La cuestión en disputa

La versión de la vida del apóstol suministrada en sus cartas está ocupada en gran parte con una controversia que le costó mucha pena y empleó mucho de su tiempo durante años, pero de la cual Lucas dice poco. En la fecha en que Lucas escribió ya era una contro­versia muerta, y pertenecía a otro departamento que aquel de que su historia trata. Pero durante el tiempo en que era activa molestó a Pablo mucho más que viajes fatigosos o tumultuosos mares. Estaba más acalo­rada hacia el fin de su tercer viaje, y las epístolas ya mencionadas como escritas en este tiempo, puede de­cirse, eran evocadas por ella. La Epístola a los Calatas especialmente es un rayo arrojado contra los opositores de Pablo en esta controversia, y sus oraciones ardientes demuestran cuan profundamente era movido por el asunto.

La cuestión en disputa fue si se requería que los gentiles llegasen a ser judíos antes que pudieran ser cristianos; o, en otras palabras, si tenían que ser circun­cidados para ser salvos.

Plugo a Dios en los tiempos primitivos hacer elec­ción de la raza judaica de entre las naciones, y constituirla en la depositaría de la salvación. Y hasta el advenimiento de Cristo, aquellos de otras naciones que querían ser partícipes de la verdadera religión tenían que buscar entrada como prosélitos en los límites sa­grados de Israel. Habiendo destinado esta raza para ser el guardián de la revelación, Dios tuvo que separarla muy estrictamente de todas las demás naciones y de todos los demás asuntos que pudieran distraer su aten­ción del sagrado depósito que les había sido entregado. Con este objeto normó su vida con reglas y ceremonias destinadas a hacerles un pueblo peculiar, diferente de todas las demás razas de la tierra. Todos los detalles de su vida, sus formas de culto, sus costumbres sociales, su alimento, fueron prescritos para ellos, y todas estas prescripciones eran incorporadas en aquel vasto docu­mento legal que llamaron la ley. La rigurosa prescrip­ción de tantas cosas, que naturalmente son dejadas al gusto de los hombres, era un yugo pesado sobre el pueblo escogido. Fue una disciplina severa para la con­ciencia, y así lo creyeron ser los más activos espíritus de la nación. Pero otros vieron en ella una divisa de orgullo. Les hizo sentir que eran los escogidos de la tierra, y superiores a los otros pueblos, y, en vez de gemir bajo el yugo como habrían hecho si sus concien­cias hubieran sido muy tiernas, multiplicaron las distinciones del judío, aumentando el volumen de las pres­cripciones de la ley con otros muchos ritos. Ser judío les pareció la señal de pertenecer a la aristocracia de las naciones. Ser admitido a los privilegios de esta posi­ción, era, a sus ojos, el más grande honor que podía ser conferido a cualquiera que no perteneciera a la república de Israel. Todos sus pensamientos estaban encerrados en el círculo de esta arrogancia nacional. Aun sus esperanzas mesiánicas llevaban el sello de estas preocupaciones. Esperaban que sería el héroe de su nación, y concibieron que la extensión de su reino abrazaría las otras naciones en el círculo de la suya, por medio de la circuncisión. Esperaban que todos los convertidos del Mesías se sujetaran a este rito nacional y adoptarían la vida prescrita en la ley y tradiciones judaicas; en resumen, su concepción del reino del Me­sías era la de un mundo de judíos.

━━━━━━━━━━━━━━━━━━━━

[Consignas del ejercicio]
A – Reproduce sin cambios el pasaje del texto sobre la controversia de Pablo que comienza en "La cuestión en disputa fue" y termina en "para ser salvos.".
B – Traduce al inglés esta oración del texto sobre la controversia de Pablo: "La cuestión en disputa fue si se requería que los gentiles llegasen a ser judíos antes que pudieran ser cristianos; o, en otras palabras, si tenían que ser circuncidados para ser salvos."
C – Retoma el texto sobre la controversia de Pablo a continuación de su última oración.

[Datos proporcionados]
━━━━━━━━━━━━━━━━━━━━

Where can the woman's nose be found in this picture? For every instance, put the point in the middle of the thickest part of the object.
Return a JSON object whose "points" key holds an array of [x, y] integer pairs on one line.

━━━━━━━━━━━━━━━━━━━━

[Respuestas]
A –
La cuestión en disputa fue si se requería que los gentiles llegasen a ser judíos antes que pudieran ser cristianos; o, en otras palabras, si tenían que ser circun­cidados para ser salvos.

B – The question in dispute was whether the Gentiles were required to become Jews before they could be Christians; or, in other words, whether they had to be circumcised in order to be saved.

C –
Por este mismo tenor iban indudablemente los sen­timientos en Palestina cuando Cristo vino; y multitudes de los que aceptaron a Jesús como el Mesías e ingresa­ron en la iglesia cristiana, tenían estas concepciones como su horizonte intelectual. Se habían hecho cristia­nos, pero no cesaban de ser judíos; todavía asistían al culto en el templo; oraban a las horas fijas, ayunaban ciertos días, se vestían al estilo del ritual judaico; se habrían creído manchados si hubieran comido con gentiles incircuncisos; y ellos no tenían otro pensa­miento sino éste: sí tos gentiles se hicieren cristianos, deben circuncidarse y adoptar el estilo y las costum­bres de la nación religiosa.

El arreglo de ella

Por Pedro.- La dificultad se arregló por la inter­vención directa de Dios en el caso de Cornelio, el centurión de Cesárea. Cuando los mensajeros de Cor­nelio estaban en camino para ver al apóstol Pedro en Jope, Dios mostró a aquel jefe entre los apóstoles, por la visión del lienzo lleno de animales puros e impuros, que la iglesia cristiana había de recibir igualmente a circuncisos e incircuncisos. En obediencia a este signo celestial, Pedro acompañó a los mensajeros del centu­rión a Cesárea, y vio tales evidencias de que Cornelio y su familia habían recibido realmente los dones cristia­nos de 'la fe y del Espíritu Santo, a pesar de ser incircuncisos, que no vaciló en bautizarlos considerán­dolos ya cristianos. Cuando volvió a Jerusalén sus pro­cedimientos levantaron la indignación entre los cristia­nos de persuasión estrictamente judaica. El se defendió relatando la visión del lienzo y apelando al hecho irrefutable de que estos gentiles incircuncisos demostra­ban por la posesión de la fe y del Espíritu Santo que ya eran verdaderos cristianos.

Este incidente debió haber dejado arreglada toda la cuestión una vez por todas; pero el orgullo de la raza y las prevenciones de una época no se dominan fácil­mente. Aunque los cristianos de Jerusalén admitieron la conducta de Pedro en este caso especial, dejaron de extractar de él el principio universal que implicaba; y aun Pedro mismo, como se ve después, no comprendió enteramente lo que envolvía en cuanto a su propia conducta.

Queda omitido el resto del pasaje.